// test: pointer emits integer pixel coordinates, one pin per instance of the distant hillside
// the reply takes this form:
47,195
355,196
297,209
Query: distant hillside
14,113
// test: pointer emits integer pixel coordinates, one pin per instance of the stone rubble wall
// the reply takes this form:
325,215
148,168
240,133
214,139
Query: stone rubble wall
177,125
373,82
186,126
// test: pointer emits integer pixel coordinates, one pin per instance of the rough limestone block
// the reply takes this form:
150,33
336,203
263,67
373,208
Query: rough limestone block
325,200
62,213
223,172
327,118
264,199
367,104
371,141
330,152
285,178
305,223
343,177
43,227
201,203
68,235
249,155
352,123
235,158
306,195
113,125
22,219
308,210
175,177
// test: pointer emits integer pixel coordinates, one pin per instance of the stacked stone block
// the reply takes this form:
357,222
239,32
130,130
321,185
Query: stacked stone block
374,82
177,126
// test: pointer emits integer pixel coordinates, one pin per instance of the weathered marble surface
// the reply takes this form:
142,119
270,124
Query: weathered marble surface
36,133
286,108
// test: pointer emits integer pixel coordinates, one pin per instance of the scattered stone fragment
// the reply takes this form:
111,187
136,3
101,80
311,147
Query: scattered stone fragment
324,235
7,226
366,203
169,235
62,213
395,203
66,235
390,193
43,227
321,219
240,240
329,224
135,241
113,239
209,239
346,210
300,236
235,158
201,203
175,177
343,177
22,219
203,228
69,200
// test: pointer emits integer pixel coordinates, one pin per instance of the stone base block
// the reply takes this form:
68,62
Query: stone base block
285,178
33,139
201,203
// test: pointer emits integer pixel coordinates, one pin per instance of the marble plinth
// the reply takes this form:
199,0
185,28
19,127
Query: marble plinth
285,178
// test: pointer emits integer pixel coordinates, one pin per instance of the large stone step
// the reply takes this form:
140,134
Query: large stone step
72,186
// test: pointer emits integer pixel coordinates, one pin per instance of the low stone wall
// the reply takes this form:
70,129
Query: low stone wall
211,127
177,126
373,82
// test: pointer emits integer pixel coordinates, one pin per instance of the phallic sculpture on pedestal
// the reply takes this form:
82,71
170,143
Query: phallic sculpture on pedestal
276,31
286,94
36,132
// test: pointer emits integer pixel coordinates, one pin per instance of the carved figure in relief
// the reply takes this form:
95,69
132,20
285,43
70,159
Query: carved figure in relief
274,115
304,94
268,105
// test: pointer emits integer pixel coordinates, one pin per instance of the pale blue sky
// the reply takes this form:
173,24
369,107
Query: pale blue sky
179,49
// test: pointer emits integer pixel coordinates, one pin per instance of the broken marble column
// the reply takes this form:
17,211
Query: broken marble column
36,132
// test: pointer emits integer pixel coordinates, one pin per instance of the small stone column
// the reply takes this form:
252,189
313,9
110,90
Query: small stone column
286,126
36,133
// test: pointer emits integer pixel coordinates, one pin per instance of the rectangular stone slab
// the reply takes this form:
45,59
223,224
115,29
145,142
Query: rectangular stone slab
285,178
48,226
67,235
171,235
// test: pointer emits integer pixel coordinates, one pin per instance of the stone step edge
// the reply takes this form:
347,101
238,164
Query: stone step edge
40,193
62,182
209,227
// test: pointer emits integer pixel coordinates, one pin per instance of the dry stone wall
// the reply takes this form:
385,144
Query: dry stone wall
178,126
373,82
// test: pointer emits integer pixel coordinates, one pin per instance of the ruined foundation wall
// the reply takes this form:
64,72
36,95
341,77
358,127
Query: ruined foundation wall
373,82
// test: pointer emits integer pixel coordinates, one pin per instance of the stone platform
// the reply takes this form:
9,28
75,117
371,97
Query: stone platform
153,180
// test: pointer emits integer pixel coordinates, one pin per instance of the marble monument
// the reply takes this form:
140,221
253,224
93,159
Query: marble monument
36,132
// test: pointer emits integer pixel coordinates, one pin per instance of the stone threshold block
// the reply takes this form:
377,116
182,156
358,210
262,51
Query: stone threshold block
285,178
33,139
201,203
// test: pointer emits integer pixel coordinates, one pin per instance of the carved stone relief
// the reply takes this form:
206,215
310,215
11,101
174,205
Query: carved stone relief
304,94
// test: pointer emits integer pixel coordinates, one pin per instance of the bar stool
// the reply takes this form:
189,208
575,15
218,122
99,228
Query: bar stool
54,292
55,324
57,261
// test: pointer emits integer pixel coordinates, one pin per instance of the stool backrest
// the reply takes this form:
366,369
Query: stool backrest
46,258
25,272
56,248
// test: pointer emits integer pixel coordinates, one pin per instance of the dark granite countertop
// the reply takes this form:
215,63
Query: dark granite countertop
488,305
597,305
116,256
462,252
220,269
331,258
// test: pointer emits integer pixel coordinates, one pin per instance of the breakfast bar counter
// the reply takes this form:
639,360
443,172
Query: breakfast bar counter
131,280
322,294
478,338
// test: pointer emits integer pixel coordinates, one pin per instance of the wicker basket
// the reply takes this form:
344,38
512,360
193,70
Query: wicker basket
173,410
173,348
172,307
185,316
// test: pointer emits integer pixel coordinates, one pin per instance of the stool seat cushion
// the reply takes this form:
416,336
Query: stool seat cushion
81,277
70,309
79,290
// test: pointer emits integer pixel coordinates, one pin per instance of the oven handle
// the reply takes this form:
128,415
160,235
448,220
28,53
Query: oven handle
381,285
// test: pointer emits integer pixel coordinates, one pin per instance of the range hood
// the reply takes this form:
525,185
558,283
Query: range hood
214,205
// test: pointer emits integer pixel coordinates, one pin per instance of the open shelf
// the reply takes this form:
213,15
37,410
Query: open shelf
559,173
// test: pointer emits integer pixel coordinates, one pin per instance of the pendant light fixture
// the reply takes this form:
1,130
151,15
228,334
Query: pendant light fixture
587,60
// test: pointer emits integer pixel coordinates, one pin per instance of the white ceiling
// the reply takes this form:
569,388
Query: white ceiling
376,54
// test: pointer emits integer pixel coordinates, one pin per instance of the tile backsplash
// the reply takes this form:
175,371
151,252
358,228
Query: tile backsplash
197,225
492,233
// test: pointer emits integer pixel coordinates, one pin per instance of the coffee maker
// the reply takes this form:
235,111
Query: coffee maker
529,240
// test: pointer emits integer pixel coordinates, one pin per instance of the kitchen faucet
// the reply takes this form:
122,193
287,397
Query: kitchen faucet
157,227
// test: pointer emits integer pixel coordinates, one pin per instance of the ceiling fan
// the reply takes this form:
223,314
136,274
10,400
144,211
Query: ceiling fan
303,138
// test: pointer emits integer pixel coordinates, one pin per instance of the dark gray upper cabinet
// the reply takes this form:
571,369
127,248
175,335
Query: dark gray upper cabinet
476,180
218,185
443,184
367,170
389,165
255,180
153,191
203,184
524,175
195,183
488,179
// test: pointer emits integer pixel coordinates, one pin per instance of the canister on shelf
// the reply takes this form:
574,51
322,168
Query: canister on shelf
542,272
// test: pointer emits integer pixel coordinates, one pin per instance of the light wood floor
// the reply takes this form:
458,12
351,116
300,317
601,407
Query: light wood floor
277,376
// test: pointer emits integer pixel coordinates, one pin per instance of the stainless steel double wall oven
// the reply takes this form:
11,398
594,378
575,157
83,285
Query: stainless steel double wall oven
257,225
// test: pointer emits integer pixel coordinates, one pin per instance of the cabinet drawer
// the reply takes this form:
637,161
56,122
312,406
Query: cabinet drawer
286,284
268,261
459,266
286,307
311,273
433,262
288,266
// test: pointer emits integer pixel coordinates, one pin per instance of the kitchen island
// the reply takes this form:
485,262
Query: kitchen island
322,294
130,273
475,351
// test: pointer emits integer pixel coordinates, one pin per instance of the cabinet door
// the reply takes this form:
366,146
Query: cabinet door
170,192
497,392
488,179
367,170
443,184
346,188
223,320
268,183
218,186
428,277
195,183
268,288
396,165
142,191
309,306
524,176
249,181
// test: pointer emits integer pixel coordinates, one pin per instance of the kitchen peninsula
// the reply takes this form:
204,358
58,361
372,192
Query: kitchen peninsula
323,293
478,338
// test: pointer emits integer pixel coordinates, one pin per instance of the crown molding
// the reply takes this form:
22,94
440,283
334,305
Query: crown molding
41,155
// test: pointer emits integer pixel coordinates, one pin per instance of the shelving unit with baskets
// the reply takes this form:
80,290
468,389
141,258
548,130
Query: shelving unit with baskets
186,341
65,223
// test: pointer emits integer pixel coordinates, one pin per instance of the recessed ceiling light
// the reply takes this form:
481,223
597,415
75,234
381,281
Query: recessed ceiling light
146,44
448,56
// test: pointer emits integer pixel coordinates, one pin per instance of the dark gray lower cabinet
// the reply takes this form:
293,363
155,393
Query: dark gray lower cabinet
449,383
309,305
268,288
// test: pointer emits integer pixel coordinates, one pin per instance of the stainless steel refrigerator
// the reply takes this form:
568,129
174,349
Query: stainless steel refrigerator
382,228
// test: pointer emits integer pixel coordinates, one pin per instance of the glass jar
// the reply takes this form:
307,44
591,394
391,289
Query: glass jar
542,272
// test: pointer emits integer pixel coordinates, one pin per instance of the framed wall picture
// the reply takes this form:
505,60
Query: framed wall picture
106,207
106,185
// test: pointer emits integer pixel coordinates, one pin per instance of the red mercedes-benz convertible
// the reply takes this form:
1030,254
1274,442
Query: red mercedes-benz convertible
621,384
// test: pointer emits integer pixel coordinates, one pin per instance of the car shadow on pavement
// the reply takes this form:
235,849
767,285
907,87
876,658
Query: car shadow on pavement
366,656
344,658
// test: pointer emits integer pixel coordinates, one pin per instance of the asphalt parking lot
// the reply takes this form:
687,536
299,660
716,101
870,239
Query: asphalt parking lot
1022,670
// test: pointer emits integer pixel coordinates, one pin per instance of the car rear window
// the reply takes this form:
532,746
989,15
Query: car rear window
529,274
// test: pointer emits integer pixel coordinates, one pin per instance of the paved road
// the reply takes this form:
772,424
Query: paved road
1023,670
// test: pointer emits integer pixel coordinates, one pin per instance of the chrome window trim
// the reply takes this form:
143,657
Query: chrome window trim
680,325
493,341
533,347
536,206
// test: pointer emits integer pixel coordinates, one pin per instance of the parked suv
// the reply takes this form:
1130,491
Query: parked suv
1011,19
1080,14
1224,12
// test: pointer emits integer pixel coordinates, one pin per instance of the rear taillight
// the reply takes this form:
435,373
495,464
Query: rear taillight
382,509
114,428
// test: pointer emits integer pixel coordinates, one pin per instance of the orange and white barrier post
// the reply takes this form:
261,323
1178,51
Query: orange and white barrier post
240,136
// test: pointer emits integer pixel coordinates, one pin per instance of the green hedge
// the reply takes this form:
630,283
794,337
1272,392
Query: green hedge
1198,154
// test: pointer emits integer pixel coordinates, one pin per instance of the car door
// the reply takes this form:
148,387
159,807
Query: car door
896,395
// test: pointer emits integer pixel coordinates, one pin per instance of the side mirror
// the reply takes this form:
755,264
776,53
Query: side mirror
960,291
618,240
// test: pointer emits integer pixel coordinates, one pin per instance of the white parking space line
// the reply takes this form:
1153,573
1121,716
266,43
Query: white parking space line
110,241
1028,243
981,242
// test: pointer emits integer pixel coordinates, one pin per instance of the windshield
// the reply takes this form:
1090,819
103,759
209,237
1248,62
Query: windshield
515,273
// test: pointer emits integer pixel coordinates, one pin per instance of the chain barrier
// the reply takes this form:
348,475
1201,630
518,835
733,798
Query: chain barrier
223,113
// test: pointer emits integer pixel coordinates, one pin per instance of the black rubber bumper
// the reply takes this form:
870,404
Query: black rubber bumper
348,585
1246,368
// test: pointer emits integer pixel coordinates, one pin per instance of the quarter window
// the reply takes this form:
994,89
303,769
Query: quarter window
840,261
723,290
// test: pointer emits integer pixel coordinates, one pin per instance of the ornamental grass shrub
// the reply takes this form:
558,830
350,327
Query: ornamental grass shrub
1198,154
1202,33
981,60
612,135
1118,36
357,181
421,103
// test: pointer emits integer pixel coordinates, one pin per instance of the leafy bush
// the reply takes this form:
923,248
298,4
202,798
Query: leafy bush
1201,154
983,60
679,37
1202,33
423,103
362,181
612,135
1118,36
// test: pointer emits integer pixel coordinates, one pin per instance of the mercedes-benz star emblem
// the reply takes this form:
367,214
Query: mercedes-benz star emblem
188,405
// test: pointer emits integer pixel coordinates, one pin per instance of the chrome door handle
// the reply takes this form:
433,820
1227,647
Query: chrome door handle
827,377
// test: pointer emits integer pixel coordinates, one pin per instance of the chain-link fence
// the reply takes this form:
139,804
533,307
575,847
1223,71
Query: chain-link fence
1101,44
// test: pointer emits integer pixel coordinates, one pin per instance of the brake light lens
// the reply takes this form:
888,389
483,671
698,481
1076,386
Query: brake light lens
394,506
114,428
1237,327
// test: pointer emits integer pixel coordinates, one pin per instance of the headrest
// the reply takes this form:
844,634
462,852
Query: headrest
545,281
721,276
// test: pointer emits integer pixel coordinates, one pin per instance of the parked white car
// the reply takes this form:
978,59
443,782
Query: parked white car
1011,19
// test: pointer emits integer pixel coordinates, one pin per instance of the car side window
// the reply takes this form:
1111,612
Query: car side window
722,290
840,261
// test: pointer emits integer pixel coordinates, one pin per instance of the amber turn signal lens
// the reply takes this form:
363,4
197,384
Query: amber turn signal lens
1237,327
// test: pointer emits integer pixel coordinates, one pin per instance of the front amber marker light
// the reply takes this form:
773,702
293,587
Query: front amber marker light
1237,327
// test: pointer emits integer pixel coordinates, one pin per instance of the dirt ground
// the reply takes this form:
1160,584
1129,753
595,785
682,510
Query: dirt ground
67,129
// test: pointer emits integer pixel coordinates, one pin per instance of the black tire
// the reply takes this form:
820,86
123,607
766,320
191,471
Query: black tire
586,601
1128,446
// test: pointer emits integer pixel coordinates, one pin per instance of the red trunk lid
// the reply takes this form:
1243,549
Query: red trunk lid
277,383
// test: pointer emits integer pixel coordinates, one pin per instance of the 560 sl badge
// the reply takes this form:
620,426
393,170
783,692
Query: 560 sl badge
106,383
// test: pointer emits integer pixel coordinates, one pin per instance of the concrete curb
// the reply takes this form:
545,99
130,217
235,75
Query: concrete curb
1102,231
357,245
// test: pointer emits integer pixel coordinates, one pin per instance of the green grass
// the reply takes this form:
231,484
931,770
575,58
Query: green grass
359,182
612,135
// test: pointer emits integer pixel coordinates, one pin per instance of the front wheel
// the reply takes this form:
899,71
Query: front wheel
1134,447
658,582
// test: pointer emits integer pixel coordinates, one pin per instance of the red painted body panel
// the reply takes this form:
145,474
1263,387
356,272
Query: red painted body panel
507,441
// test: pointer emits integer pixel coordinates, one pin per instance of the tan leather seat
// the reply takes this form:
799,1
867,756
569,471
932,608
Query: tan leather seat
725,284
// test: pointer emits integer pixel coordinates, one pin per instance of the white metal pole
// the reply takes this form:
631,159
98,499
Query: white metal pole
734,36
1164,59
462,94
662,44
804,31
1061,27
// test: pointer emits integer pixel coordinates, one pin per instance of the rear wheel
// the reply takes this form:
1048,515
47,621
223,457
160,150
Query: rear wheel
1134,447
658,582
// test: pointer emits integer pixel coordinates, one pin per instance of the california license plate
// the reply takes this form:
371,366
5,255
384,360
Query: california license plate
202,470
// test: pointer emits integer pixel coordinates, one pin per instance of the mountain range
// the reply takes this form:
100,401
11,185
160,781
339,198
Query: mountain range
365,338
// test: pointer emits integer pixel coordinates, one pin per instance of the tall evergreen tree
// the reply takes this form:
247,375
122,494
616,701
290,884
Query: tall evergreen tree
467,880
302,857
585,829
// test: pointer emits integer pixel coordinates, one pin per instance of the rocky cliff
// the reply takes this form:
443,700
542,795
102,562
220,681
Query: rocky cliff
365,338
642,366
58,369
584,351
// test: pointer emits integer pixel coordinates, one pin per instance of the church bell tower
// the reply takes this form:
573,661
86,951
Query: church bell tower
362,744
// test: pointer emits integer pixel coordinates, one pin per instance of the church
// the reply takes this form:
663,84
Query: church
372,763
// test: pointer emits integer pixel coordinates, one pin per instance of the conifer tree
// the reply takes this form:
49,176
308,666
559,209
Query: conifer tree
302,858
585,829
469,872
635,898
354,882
####################
### INSTRUCTIONS TO FOLLOW
Output the lines from the line containing "the white metal pole" to the end, both included; add nothing.

### TASK ANSWER
// test: pointer emits integer pixel coordinates, one pin per instance of the white metal pole
// the reply takes this form:
631,159
98,499
Query: white metal pole
734,36
1164,59
462,94
662,44
804,31
1061,27
// test: pointer emits integer pixel coordinates, one pin per instance of the rear wheel
// the reply takes this form:
1048,515
47,621
223,457
160,150
Query: rear wheel
1134,447
658,582
// test: pointer emits integer pixel coordinates, one pin per instance of the california license plate
// the reply takes this form:
371,366
5,255
384,360
Query: california license plate
202,470
// test: pointer emits integer pixel coordinates, one pin per instance of the mountain range
// the reply takes this form:
100,401
11,185
160,781
339,198
Query: mountain range
365,338
// test: pointer emits integer pixel coordinates, one pin per instance of the tall evergreen tree
// the reply takes this form:
247,375
122,494
616,701
290,884
Query: tall evergreen tree
467,880
302,857
585,829
// test: pointer emits integer pixel coordinates, one pin per instance of the rocky cliff
// the reply takes this form:
443,700
542,795
102,562
220,681
Query: rocky cliff
365,338
642,366
58,369
584,351
// test: pointer emits integer pixel coordinates, one pin per instance of the church bell tower
// the reply takes this form:
573,661
86,951
Query: church bell tower
362,744
// test: pointer emits integer pixel coordinates, one pin per instance of the church
// the reply takes this form:
663,84
Query: church
372,763
// test: pointer emits integer pixel coordinates, one pin per instance of the conifer tree
// the reply takes this form:
49,176
308,666
559,209
Query: conifer tree
302,858
585,829
469,872
635,898
354,882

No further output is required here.